Which lines of the data below contain the string "church"? Pick out each such line and copy it in full, treating uppercase and lowercase letters as different.

| Data for the task |

★ ★ ★ ★

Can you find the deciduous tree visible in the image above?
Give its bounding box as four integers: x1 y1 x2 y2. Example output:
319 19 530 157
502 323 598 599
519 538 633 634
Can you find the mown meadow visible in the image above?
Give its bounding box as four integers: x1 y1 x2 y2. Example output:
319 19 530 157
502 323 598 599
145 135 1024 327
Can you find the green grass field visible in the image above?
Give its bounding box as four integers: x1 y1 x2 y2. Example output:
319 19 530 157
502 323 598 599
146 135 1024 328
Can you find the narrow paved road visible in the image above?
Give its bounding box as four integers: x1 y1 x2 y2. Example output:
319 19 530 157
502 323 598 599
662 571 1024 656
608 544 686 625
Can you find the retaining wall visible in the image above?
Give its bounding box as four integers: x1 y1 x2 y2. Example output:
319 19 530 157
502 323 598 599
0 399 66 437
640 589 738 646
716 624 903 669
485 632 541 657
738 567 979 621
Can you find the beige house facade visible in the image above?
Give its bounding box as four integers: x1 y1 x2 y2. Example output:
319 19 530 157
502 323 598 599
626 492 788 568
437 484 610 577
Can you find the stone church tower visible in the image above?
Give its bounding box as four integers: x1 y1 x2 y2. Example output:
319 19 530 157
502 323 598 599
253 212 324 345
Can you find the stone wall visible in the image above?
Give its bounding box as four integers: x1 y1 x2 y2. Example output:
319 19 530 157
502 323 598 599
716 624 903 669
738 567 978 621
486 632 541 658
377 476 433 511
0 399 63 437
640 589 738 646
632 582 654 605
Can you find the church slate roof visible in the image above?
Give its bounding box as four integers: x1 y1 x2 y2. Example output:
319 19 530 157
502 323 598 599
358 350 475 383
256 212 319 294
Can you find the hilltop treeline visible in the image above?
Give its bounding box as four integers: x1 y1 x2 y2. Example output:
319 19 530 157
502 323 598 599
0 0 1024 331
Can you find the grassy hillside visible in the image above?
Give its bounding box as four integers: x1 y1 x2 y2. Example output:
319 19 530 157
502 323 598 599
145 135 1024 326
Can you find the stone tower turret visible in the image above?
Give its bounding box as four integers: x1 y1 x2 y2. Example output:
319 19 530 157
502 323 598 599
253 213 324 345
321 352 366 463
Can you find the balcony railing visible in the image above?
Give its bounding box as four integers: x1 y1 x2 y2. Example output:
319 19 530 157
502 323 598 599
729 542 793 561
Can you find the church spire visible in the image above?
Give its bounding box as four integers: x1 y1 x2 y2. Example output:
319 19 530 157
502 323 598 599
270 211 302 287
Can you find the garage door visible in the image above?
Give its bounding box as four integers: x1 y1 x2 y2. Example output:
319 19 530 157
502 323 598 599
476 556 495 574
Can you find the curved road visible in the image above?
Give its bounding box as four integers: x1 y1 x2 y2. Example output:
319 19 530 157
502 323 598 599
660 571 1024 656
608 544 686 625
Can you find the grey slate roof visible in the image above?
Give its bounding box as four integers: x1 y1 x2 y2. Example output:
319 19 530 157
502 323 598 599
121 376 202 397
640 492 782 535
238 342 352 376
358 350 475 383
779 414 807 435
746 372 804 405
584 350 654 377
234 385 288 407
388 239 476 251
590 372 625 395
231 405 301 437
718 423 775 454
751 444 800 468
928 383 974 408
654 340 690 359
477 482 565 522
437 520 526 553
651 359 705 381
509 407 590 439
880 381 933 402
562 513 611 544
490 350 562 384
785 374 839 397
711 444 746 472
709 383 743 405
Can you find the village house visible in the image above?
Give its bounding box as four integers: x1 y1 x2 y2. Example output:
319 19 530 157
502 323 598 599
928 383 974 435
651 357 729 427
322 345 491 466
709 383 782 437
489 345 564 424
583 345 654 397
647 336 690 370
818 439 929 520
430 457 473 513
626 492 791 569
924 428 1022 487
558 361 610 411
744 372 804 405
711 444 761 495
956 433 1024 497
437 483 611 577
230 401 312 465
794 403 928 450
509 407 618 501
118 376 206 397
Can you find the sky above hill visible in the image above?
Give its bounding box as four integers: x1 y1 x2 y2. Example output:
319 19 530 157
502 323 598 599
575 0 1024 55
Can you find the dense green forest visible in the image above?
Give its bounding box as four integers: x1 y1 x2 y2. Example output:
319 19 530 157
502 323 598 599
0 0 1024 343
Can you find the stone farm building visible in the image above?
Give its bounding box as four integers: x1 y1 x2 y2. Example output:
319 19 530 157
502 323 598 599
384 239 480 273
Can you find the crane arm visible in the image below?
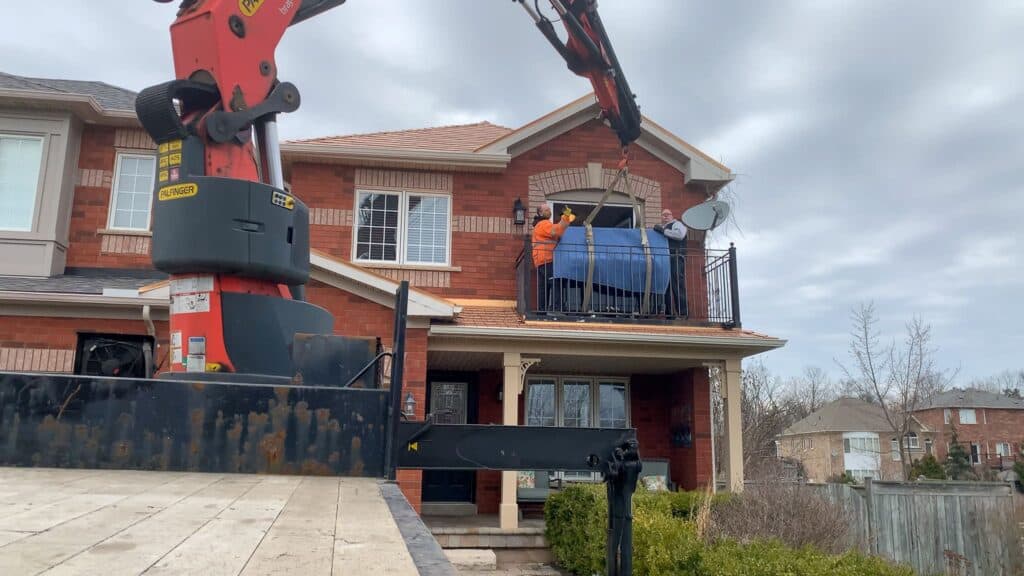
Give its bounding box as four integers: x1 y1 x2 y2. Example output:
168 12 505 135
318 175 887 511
135 0 640 376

★ ★ ★ ★

| Answer for the task |
Can you find the stone church tower visible in the image above?
Can you find the church slate roof visible in the image above?
Can you find the church spire visible in the image above?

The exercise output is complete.